* _Aufgabe_: Zähle alle Personen auf, die im vorliegenden Text mit Vor- und Nachnamen genannt werden.

* _Vorliegender Text_:
-----

Ebenso wie Stermann und Grissemann kennen sich auch Thomas Gottschalk und Günther Jauch aus alten Radiozeiten. Gottschalk meinte dieser Tage, dass er überhaupt kein Problem mit Applaus vom Band habe, wie er beispielsweise während der "Jauch-Gottschalk-Schöneberger-Show" auf RTL eingesetzt wird. Vor der Kamera, so Gottschalk, habe er zeitlebens eh immer nur das gemacht, "was ich ohnehin auch ohne Publikum gemacht hätte". Applaus vom Band störe ihn nur dann, wenn dieser, hahaha, aus einer Show von Günther Jauch stamme (welcher sich bei "Wer wird Millionär?" derzeit von einem kläglichen Rest weit auseinander sitzender Studiogäste beklatschen lässt).

Witze über Ohrenschmalz, hahaha!

Radio, das heißt heute Podcast und verfügt über so heitere Sprechmaschinen wie Jan Böhmermann und Olli Schulz, die sich auf Spotify über Ohrenschmalz, Hausboote oder das Schneiden von Fußnägeln lustig machen. Ohne eingespielte Lacher, also schon etwas würdevoller als bei RTL. Noch geistreicher geht es beim österreichischen Kabarettisten Severin Groebner auf Youtube zu. Der Titel seines Videoblogs (" Dekamerone 2020") ist eine Anspielung auf das Buch von Giovanni Boccaccio aus dem 14. Jahrhundert. Damals erzählten sich vor der Pest Geflüchtete in der Quarantäne unterhaltsame Geschichten. Heute warnt Groebner: "Lachen ist gefährlich. Gerade für die Risikogruppe älterer Menschen, die schon lange nicht gelacht haben."

-----

* _Verfügbare Daten_:
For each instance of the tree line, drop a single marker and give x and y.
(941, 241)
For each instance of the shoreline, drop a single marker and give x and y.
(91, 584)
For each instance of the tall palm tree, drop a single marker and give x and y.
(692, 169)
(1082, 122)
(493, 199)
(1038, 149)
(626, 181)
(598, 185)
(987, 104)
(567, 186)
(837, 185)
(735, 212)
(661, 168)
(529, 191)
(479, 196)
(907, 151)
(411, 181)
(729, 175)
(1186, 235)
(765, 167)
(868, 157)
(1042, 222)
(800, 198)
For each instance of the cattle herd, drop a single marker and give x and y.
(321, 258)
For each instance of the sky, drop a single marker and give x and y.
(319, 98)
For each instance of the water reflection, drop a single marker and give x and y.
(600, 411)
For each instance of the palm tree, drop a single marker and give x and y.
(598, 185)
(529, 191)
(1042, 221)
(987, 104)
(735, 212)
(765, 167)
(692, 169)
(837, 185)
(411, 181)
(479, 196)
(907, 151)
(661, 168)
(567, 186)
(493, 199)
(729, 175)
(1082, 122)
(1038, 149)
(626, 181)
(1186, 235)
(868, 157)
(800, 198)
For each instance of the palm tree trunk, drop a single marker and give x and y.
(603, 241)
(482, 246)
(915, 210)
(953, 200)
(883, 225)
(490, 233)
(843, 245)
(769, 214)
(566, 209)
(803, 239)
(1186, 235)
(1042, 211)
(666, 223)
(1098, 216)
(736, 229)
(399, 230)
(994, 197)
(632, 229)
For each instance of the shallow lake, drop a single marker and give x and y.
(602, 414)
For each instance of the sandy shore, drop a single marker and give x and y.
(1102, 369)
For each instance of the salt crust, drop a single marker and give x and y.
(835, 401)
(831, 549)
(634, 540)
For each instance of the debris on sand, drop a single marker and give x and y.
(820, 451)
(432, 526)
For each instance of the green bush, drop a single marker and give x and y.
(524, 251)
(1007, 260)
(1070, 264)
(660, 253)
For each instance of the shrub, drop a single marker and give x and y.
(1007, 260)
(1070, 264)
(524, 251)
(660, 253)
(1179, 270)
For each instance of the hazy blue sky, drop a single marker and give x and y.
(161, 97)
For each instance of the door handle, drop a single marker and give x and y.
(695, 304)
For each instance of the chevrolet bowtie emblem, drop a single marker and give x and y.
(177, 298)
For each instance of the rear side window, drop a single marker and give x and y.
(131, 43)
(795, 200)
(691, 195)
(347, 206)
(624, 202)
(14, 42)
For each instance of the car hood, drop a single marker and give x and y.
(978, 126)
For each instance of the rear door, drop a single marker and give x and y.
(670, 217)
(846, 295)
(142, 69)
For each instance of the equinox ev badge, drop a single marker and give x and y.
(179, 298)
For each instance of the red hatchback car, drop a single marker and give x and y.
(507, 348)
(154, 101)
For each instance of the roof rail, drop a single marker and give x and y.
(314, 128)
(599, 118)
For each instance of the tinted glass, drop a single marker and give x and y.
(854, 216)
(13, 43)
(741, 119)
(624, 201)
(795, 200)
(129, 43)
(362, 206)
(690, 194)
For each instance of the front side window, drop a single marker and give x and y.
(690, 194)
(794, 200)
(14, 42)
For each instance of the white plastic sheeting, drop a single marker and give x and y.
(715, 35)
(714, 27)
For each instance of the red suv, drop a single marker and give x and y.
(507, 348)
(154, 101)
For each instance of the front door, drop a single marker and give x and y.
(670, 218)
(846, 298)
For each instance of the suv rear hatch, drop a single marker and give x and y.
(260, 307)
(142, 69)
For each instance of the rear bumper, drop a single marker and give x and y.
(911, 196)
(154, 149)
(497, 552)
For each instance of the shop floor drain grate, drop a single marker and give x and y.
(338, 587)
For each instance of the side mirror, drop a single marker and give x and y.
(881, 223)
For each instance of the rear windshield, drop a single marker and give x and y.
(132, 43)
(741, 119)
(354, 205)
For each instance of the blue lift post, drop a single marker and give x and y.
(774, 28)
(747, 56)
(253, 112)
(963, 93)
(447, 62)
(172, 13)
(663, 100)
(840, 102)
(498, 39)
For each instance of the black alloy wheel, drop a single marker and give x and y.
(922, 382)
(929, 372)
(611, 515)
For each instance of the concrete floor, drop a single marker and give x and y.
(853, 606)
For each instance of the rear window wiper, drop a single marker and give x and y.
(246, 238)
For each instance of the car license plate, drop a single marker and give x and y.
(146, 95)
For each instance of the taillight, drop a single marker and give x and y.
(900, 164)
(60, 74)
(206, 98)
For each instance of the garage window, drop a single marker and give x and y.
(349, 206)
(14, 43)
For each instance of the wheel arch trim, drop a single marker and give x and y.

-----

* _Lösung_: Thomas Gottschalk, Günther Jauch, Jan Böhmermann, Olli Schulz, Severin Groebner, Giovanni Boccaccio